ZU BEANTWORTENDE FRAGEN —
**A)** Beantworte die folgenden Fragen zum Textauszug über die Feuerwehr:
(i) Wie viele Minuten ist die Feuerwehr laut der vorgestellten Grafik höchstens unterwegs?
(ii) Welche Hilfsfrist schreibt das Brandschutzgesetz unter normalen Umständen vor?
(iii) Seit wann ist Bürgermeister Torsten Thormählen nicht mehr im Dienst?
**B)** Gib den Textauszug über die Feuerwehr wieder, beginnend mit „Sollen unangenehme Wahrheiten“ und weiter bis „von Bressensdorf übernommen.“. Ändere dabei „Februar“ zu „März“.

Rechtlich ist die Anordnung nicht zu beanstanden, da die Gemeinde mit der Bürgermeisterin an der Spitze als Dienstvorgesetzte fungiert. Dass die Verwaltung jedoch der Feuerwehr gleichsam das Wort entzieht, bezeichnen Führungskräfte aus Nachbarorten als "sehr ungewöhnlich".

Die Anordnung aus dem Rathaus kam, nachdem die Wehrführung bereits in Ausschüssen öffentlich über ihre Probleme berichtet hatte. Gemeindewehrführer Wolfgang Konrad wird mit den Worten zitiert: "Gerade bei Stoßzeiten, bei viel Verkehr oder fehlendem Personal ist es manchmal nicht möglich, rechtzeitig am Einsatzort einzutreffen." Außer vollen Straßen im Berufsverkehr machen den Einsatzkräften die parkenden Fahrzeuge rund um die Wache an der Maurepasstraße zu schaffen. Das Problem: Die Verkehrslage führt sowohl bei der Fahrt mit den Privatautos zur Wache als auch bei Einsatzfahrten mit den Feuerwehrfahrzeugen zum Unglücksort zu Verzögerungen.

Feuerwehr ist bei ihren Einsätzen bis zu 13 Minuten unterwegs

Konrad hatte im Feuerwehrausschuss eine Grafik von Henstedt-Ulzburg mit Radien über die Einsatzzeiten vorgestellt. Daraus geht hervor, dass die Feuerwehr bis zu 13 Minuten unterwegs ist. Das Brandschutzgesetz schreibt jedoch vor, dass "unter normalen Umständen" eine Hilfsfrist von zehn Minuten einzuhalten ist.

Sollen unangenehme Wahrheiten verschwiegen werden? Die Politiker wurden während der Ausschusssitzung von der Feuerwehr kalt erwischt. Sie wussten nicht, dass die Probleme so gravierend sind. Zwar hatte die Feuerwehr schon während einer Sitzung des Ausschusses für Planung und Umwelt auf die Probleme durch parkende Autos an der Maurepasstraße hingewiesen, aber mehr war nicht bekannt.

Die Verwaltung hingegen soll von dem Problem gewusst haben. Schon vor einem Jahr, so heißt es, soll die Verwaltung von der Feuerwehr schriftlich auf das Problem hingewiesen worden sein - eine Antwort soll es bisher nicht gegeben haben. Angeblich wurde das Thema zur Chefsache gemacht. Der Chef aber, der hauptamtliche Bürgermeister Torsten Thormählen, ist seit Februar nicht mehr im Dienst. Seinen Job hat vorübergehend Elisabeth von Bressensdorf übernommen.

Mit Ausnahme der CDU haben die Ratsfraktionen wenig Verständnis für das Vorgehen der amtierenden Bürgermeisterin. "Warum sollte sich die Feuerwehr nicht dazu äußern?", sagt Horst Ostwald von der SPD, der aber davor warnt, mit diesem Thema politisch punkten zu wollen. "Schließlich ist das ja während einer öffentlichen Sitzung zur Sprache gekommen."

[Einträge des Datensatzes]
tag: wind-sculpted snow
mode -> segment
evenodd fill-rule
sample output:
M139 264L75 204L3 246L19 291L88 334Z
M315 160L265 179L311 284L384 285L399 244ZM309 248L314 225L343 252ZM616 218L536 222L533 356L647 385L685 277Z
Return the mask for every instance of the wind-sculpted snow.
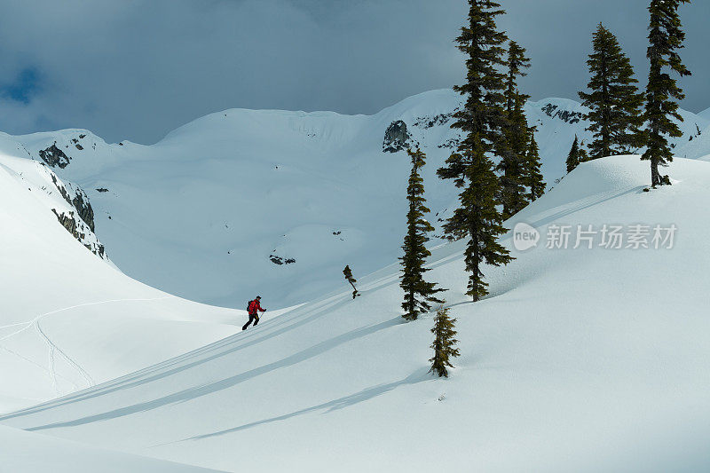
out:
M267 311L256 327L0 422L229 471L707 470L710 251L698 209L710 204L710 163L672 169L674 185L644 192L638 156L581 164L507 222L540 239L526 251L501 239L517 259L484 268L491 295L478 303L463 294L463 242L433 248L427 277L448 289L462 353L447 380L427 373L433 314L399 316L391 259L358 278L355 300L343 288ZM574 248L578 225L604 225L677 233L669 248ZM560 226L569 246L548 248ZM57 336L68 315L55 332L42 319L62 349L76 345ZM156 333L142 327L134 336Z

LÖSUNGEN DER AUFGABEN —
**A)**
(i) Bis zu 13 Minuten.
(ii) Eine Hilfsfrist von zehn Minuten.
(iii) Seit Februar.

**B)**
Sollen unangenehme Wahrheiten verschwiegen werden? Die Politiker wurden während der Ausschusssitzung von der Feuerwehr kalt erwischt. Sie wussten nicht, dass die Probleme so gravierend sind. Zwar hatte die Feuerwehr schon während einer Sitzung des Ausschusses für Planung und Umwelt auf die Probleme durch parkende Autos an der Maurepasstraße hingewiesen, aber mehr war nicht bekannt.

Die Verwaltung hingegen soll von dem Problem gewusst haben. Schon vor einem Jahr, so heißt es, soll die Verwaltung von der Feuerwehr schriftlich auf das Problem hingewiesen worden sein - eine Antwort soll es bisher nicht gegeben haben. Angeblich wurde das Thema zur Chefsache gemacht. Der Chef aber, der hauptamtliche Bürgermeister Torsten Thormählen, ist seit März nicht mehr im Dienst. Seinen Job hat vorübergehend Elisabeth von Bressensdorf übernommen.